ACTIVITIES:
1) In the passage on imputation, reproduce everything from "Many researchers start" down to "highlighted in yellow.", substituting "PC analysis" for "PCA".
2) Summarize the passage on imputation in two sentences.
3) According to the passage on imputation, which lipid in the small example has all of its measured values?

[[ EXERCISE PASSAGE, beginning ]]

The Science of Imputation: Bridging the Data Gap

The Science of Imputation: Bridging the Data Gap

Imputing missing values allows more statistical methods to be applied, simplifies the programming effort, and can also often extract more insights from the existing data.

Have you ever struggled with a dataset with missing values? Missing values can make statistical analysis more difficult and might hide important information.

Let’s look at a small example, an experiment with five lipids measured. We only have all the measured values for lipid CE 18:1;0. All other lipids have at least one missing value.

Many researchers start their analysis with a principal component analysis (PCA). However, a PCA does not accept missing data points. Therefore, you should either use another method or try to work around the problem. This can be done either by using only completely measured lipids due to the cost of high information loss or by imputing the missing data points.

Typical lipidomic dataset with missing values highlighted in yellow.

There are many methods available today for imputing missing data points and you are often faced with the question of which one to choose. The answer to this question is not easy, because there is no single best method. But there is probably a method that works best for your data.

An important question to ask is why the data points are missing. Is it completely random? Or is there some factor (tracked or untracked) that influences the probability of a data point being missing? Although these questions are important for the choice of the imputation method, it is not possible to answer them with confidence for every missing data point.

We know in our lipidomics context, that many data points are missing because they are below the limit of detection. Therefore, we can be confident that imputing all the values using the mean or median value for the corresponding lipid would result in poor imputation quality. Also imputing these missing data points consequently with zero cannot be correct, because values below a detection limit are not necessarily zero. Therefore, it seems to be reasonable to impute all missing data points by half the detection limit. However, this is also problematic, because it is obvious, that not all missing data points of the same lipid are given by the same value. It would be unrealistic to impute all missing values of CE 20:1;0 in our example by half the limit of detection. That would mean that 6 out of 9 samples would have the same imputed value for this lipid.

[[ EXERCISE PASSAGE, end ]]
[[ INFORMATION SUPPLIED, beginning ]]

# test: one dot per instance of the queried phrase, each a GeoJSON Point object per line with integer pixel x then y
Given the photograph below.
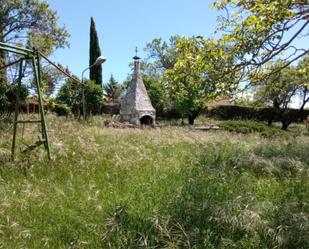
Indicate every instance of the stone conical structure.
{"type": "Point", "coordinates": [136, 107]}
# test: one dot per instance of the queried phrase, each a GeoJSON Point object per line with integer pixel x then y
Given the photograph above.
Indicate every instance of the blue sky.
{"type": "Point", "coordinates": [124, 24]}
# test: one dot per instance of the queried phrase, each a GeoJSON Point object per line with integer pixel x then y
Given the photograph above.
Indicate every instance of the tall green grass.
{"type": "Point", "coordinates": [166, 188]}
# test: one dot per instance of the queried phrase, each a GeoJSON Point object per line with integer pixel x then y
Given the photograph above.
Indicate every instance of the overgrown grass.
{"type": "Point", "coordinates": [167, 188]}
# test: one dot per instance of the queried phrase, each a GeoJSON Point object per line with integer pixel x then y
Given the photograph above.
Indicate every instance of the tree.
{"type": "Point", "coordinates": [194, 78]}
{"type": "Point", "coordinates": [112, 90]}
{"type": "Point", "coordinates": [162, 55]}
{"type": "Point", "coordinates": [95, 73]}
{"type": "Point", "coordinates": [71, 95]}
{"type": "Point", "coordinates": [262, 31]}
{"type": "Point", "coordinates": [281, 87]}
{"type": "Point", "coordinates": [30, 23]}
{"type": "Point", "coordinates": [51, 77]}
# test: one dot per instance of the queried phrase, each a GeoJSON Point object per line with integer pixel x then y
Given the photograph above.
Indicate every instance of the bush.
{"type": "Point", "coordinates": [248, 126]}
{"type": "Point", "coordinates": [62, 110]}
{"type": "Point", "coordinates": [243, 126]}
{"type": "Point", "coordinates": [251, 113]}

[[ INFORMATION SUPPLIED, end ]]

TASK SOLUTIONS:
1)
Many researchers start their analysis with a principal component analysis (PC analysis). However, a PC analysis does not accept missing data points. Therefore, you should either use another method or try to work around the problem. This can be done either by using only completely measured lipids due to the cost of high information loss or by imputing the missing data points.

Typical lipidomic dataset with missing values highlighted in yellow.

2) Missing values complicate statistical analysis, and methods such as principal component analysis cannot handle them, so researchers must either discard incompletely measured lipids at a high cost in information or impute the missing points. No single imputation method is best, and in lipidomics, where many values are missing because they fall below the limit of detection, filling them with the mean, median, zero, or uniformly with half the detection limit is problematic.

3) CE 18:1;0